● **Task brief**: Summarize the Sahara excavation account in three sentences.

● **Supplied text**:
┄┄┄┄┄┄

To make up for our initial delay in Agadez, we worked deep into the night excavating Ouranosaurus, relying on generator-powered lamps. Although the work was exhausting, round-the-clock excavation has its perks in the heart of the Sahara. Nighttime temperatures plummeted to half the day's 125-degree high. Insects attracted by our bizarre desert light show retired before midnight. All told, we would pack out two tons of Ouranosaurus fossils in just three days.
Gadoufaoua hides its secrets under drifting, shifting sand: You might walk right past a hidden skull one year only to spot it the next. On an earlier visit, we had discovered a patiolike stretch of exposed sandstone that was packed, to a jaw-dropping degree, with the embedded bones of raptors, turtles, fish, and more—what paleontologists call a microsite. As I returned to Gadoufaoua, among the foremost questions on my mind was whether the microsite would be buried under deep sand, and if it wasn't, how we might carve it up and collect it.
I held my breath as I neared the spot and saw a towering dune. But miraculously, just yards away from it, the microsite was exposed. And soon it was surrounded by awestruck paleontologists on their hands and knees, marveling at the sandstone-bound menagerie. We used a rock saw with the largest diamond-covered blade we could find to slice down, about six inches, into the bone patio, hoping to cut it into bricks we could carry out in our usual field jackets. But would the slabs separate cleanly?
When the first one did, with little more than the tap of a chisel, my team whooped. I felt like Michelangelo at first, then like Darwin aboard the H.M.S. Beagle, knowing a million bones of unknown species were ours for the collecting.
Painstakingly removing rock or sediment from around fossil treasures like these might require years of lab time. But there at Gadoufaoua, one of my team members submerged a block from the microsite in water, and we discovered to our amazement that the sandstone matrix softened instantly—meaning this trove could be freed with minimal effort back at the Fossil Lab. The thrill of that realization helped power us through six long days transforming the bone patio into 10 tons of jacketed slabs.
We headed to our final site with only two weeks left in the field, feeling the pressure. Three years before, we'd come to this place, some 120 miles east of Agadez, after investigating a passage I'd read in a 1950s monograph. Its author, French geologist Hugues Faure, described an isolated site where he had found saber-shaped teeth, like those of the T. rex-esque Egyptian predator Carcharodontosaurus. With some effort, we had found his site and, along with it, plenty more teeth, confirming Faure's understanding of the beds as late Cretaceous, some 95 million years old.

┄┄┄┄┄┄

● **Record list**:
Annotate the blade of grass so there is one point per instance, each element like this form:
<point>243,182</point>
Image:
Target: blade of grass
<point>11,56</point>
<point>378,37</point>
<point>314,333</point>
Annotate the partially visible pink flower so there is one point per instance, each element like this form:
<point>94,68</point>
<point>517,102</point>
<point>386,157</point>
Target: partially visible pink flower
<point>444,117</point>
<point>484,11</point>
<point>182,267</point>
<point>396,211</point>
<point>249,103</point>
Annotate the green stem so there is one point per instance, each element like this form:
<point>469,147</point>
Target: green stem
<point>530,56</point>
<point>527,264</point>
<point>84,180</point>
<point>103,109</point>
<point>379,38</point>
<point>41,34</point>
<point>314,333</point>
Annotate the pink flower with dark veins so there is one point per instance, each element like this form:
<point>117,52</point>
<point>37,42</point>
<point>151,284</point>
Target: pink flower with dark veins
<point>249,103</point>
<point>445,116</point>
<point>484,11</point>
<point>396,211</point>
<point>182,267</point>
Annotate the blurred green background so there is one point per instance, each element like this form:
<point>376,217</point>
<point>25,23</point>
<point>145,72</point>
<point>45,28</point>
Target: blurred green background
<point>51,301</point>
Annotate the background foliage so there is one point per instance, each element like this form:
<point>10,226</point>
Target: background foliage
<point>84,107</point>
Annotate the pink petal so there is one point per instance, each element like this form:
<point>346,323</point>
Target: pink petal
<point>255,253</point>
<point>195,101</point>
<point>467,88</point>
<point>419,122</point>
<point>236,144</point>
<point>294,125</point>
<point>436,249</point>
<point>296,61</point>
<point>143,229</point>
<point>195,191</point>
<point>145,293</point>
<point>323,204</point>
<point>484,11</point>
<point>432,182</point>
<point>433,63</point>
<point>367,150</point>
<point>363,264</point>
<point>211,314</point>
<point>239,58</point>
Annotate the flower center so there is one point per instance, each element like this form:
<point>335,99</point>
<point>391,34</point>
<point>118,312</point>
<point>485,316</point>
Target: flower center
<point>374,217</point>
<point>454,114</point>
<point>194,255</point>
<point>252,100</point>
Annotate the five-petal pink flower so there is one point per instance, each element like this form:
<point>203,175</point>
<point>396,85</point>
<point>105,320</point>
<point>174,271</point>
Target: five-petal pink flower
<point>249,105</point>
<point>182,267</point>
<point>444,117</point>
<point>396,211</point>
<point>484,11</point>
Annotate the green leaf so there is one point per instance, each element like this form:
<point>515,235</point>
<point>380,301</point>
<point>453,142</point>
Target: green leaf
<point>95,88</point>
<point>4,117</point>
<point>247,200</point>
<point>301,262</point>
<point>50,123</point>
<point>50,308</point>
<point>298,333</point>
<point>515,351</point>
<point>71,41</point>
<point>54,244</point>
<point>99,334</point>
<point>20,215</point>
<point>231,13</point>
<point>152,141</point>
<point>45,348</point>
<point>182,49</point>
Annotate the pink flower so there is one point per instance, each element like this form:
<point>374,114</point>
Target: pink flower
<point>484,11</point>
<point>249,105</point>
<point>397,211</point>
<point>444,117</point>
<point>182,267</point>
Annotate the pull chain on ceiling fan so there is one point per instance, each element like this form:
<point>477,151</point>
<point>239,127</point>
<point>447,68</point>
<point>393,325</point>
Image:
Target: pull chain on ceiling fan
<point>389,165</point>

┄┄┄┄┄┄

● **Full solution**: After an initial delay in Agadez, the team excavated Ouranosaurus deep into the night and packed out two tons of its fossils in three days. At Gadoufaoua, a sandstone microsite packed with the bones of raptors, turtles, fish and more was still exposed, and the team sawed it into slabs that separated cleanly and softened in water, producing 10 tons of jacketed slabs in six days. With two weeks left, they headed to a final site about 120 miles east of Agadez that they had found by following a 1950s monograph by French geologist Hugues Faure, whose description of saber-shaped teeth led them to more teeth dating the beds to the late Cretaceous.